> _TAREFAS PROPOSTAS_:
A – Cite do trecho selecionado a parte entre "Os alunos apontaram, entre" e "engajamento dos alunos.", inclusive.
B – Segundo o trecho selecionado, que porcentagem dos alunos apontou a metodologia de perguntas e respostas para revisão como aspecto interessante da técnica?

Os alunos apontaram, entre os aspectos interessantes dessa técnica, a metodologia de perguntas e respostas para revisão (69%), em oposição à reapresentação de conteúdos pelo professor. Entretanto, em segundo lugar (53%) aparece a explicação do professor após a aplicação do questionário, revelando que essa ainda é uma forma de revisão apreciada. Os aspectos interessantes apontados pelos professores foram a interação, o feedback instantâneo e o engajamento dos alunos.
Ceres Murad diz que aplicar e apurar o questionário inteiro, não revelando aos alunos quais respostas estavam certas ou erradas, tornam a técnica muito rica. Sendo assim, ma hipótese levantada é que, dessa forma, aumentando a dúvida, incrementa-se a discussão, deixando ao aluno a decisão sobre quais questões precisam ser mais debatidas. Isso estimula a autonomia de duplas ou grupos.
Quanto à interação como forma de aprendizagem, foi aprovada tanto pelos professores como pelos alunos. Entretanto, entre estudantes do ensino presencial, ainda é considerável o número de alunos que prefere a explicação direta do professor.
Aliás, a reitora da UNDB lembra que a aprovação de uma metodologia que tem o aluno como centro, a interação entre pares como pilar e um feedback contínuo e imediato como balizador sinalizam que a comunidade acadêmica está aberta para a inovação metodológica. Ainda que alguns alunos, e mesmo docentes, continuem revelando preferência por processos didáticos mais tradicionais. Exemplo disso é como um professor revelou sua resistência: “com um pincel e um quadro eu resolveria rapidamente”.

[Dados de apontamento de expressões referenciais]

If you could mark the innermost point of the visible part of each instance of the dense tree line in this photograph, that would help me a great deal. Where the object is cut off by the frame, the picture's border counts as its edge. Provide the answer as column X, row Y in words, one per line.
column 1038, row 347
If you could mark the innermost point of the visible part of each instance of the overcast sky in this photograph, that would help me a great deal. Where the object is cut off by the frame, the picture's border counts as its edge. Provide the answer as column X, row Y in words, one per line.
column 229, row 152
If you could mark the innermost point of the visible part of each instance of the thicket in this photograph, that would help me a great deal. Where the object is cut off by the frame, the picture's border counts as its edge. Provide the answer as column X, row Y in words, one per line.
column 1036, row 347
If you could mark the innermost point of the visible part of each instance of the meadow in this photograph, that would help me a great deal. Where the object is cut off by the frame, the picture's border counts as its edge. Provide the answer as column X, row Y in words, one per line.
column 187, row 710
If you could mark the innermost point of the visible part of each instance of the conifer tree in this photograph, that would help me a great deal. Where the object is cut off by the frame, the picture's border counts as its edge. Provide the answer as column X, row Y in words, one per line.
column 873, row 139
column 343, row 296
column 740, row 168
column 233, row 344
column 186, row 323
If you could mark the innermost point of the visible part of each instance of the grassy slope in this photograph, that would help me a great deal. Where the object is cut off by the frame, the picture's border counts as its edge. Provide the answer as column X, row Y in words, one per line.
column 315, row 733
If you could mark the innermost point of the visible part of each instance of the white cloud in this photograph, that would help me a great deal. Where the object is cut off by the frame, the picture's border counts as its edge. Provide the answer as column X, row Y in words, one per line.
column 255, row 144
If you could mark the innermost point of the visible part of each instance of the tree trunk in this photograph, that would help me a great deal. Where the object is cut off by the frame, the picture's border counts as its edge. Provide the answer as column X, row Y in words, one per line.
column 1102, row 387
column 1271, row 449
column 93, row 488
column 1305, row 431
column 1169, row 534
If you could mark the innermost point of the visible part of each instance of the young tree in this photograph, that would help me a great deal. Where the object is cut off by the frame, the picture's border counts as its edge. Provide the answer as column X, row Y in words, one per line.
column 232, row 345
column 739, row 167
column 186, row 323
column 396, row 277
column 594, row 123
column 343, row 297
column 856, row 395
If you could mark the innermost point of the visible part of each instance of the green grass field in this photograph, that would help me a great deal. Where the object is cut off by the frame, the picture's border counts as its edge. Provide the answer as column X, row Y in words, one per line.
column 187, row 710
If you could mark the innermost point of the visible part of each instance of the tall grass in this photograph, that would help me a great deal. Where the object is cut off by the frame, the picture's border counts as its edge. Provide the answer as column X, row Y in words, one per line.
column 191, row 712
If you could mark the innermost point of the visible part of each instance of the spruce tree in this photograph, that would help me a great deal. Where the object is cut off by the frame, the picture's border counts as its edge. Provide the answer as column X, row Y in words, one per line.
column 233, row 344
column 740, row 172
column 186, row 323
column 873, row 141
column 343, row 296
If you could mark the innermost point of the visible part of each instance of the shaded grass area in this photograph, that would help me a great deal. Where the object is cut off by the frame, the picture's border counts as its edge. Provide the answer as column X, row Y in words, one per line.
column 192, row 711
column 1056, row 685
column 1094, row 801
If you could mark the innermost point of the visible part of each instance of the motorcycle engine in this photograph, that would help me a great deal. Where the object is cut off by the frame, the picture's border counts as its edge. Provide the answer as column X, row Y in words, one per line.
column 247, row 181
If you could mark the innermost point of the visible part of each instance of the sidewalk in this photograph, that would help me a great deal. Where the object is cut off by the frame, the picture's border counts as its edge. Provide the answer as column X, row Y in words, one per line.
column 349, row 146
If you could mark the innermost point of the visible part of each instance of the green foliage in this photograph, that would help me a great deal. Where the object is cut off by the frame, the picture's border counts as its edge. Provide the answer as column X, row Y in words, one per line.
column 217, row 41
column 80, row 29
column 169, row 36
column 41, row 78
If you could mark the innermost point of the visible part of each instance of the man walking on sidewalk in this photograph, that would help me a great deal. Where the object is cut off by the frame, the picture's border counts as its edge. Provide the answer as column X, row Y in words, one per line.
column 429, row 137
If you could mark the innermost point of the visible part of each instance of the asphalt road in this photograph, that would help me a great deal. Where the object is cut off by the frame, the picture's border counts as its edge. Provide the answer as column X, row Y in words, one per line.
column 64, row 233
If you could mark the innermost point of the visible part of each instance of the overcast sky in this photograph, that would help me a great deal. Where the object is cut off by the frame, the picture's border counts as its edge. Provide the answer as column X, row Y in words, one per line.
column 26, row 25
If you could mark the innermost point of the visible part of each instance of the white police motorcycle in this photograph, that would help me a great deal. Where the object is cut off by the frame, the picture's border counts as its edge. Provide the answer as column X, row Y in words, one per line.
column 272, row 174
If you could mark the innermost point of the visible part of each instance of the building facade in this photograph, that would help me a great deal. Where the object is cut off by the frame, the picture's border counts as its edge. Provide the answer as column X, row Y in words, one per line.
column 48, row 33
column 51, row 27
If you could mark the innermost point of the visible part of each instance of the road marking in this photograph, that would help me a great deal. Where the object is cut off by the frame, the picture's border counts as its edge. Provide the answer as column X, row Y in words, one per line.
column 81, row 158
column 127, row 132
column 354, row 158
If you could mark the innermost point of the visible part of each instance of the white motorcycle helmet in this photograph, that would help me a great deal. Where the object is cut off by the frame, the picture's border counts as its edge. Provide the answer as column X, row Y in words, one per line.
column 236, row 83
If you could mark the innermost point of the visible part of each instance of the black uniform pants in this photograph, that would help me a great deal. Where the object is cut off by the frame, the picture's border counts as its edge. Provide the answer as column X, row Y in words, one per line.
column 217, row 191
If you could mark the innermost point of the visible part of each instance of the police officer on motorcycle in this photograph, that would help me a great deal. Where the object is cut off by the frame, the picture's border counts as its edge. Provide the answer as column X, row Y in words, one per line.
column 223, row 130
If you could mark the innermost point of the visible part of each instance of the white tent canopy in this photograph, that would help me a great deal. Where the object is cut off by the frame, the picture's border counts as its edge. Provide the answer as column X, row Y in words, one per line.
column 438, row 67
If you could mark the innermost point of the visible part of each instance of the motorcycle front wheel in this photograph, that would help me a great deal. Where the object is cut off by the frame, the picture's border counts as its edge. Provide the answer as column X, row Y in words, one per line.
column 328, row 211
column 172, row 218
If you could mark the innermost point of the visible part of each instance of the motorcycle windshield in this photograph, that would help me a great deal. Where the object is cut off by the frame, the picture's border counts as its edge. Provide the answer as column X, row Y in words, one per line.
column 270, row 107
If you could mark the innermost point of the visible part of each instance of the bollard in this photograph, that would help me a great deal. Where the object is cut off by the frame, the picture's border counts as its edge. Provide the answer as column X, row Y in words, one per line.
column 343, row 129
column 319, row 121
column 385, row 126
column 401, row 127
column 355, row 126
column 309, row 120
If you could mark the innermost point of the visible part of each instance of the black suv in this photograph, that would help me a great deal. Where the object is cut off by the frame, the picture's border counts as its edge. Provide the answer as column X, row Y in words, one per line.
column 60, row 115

> _RESPOSTAS POR ITEM_:
A –
Os alunos apontaram, entre os aspectos interessantes dessa técnica, a metodologia de perguntas e respostas para revisão (69%), em oposição à reapresentação de conteúdos pelo professor. Entretanto, em segundo lugar (53%) aparece a explicação do professor após a aplicação do questionário, revelando que essa ainda é uma forma de revisão apreciada. Os aspectos interessantes apontados pelos professores foram a interação, o feedback instantâneo e o engajamento dos alunos.

B – 69% dos alunos.